PROVIDED RECORDS:
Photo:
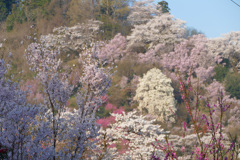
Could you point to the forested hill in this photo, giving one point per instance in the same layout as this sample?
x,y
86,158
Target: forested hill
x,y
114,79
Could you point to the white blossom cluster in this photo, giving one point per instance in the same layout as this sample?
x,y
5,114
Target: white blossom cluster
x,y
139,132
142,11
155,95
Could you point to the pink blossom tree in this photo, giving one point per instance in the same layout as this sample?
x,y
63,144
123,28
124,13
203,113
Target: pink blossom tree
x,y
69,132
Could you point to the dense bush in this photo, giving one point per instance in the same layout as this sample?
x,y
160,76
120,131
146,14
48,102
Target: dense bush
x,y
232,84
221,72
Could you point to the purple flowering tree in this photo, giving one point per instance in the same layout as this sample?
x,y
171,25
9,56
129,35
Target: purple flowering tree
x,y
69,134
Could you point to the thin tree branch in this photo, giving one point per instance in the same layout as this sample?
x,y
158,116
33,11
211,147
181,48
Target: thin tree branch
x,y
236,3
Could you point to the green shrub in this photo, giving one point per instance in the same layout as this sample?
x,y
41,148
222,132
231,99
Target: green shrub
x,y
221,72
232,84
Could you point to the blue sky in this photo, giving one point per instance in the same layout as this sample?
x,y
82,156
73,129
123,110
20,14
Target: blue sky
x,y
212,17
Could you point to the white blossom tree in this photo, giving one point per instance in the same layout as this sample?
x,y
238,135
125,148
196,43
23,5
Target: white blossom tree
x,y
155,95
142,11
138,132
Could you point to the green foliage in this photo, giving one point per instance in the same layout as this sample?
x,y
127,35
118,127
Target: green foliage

---

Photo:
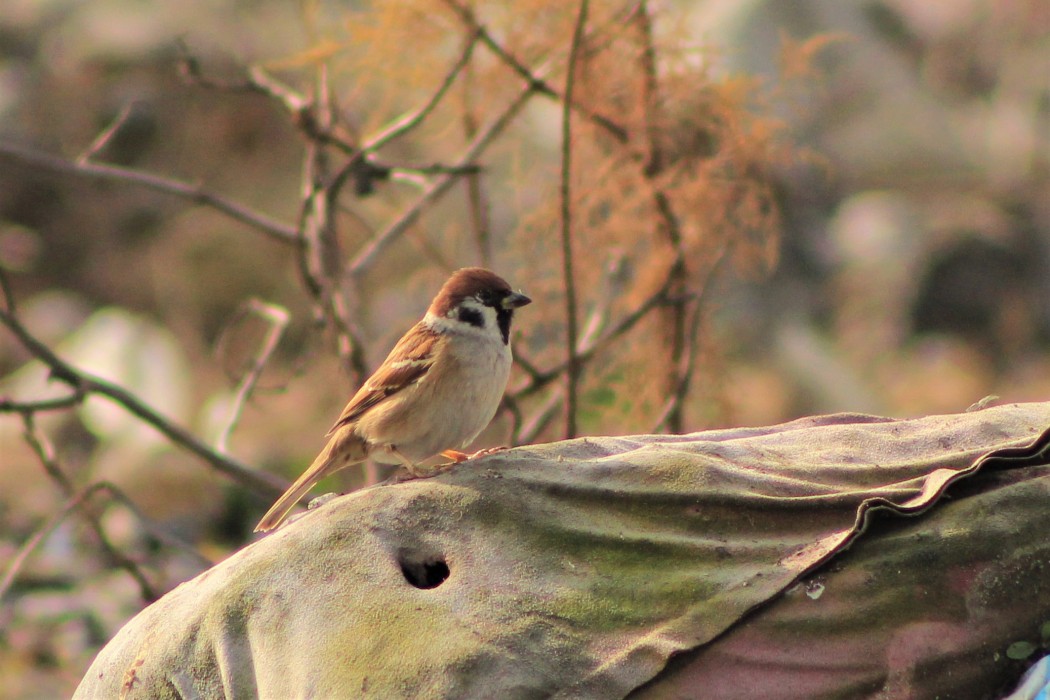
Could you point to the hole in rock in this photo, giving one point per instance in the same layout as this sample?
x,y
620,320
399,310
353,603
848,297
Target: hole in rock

INSTRUCTIONS FOR THE TASK: Wherever the string "rock" appears in the records above, copy the line it sits in.

SOLUTION TO THIS TASK:
Could you point to the hole in rock in this photo, giving one point per instance in the same layout as this sample?
Target: hole in rock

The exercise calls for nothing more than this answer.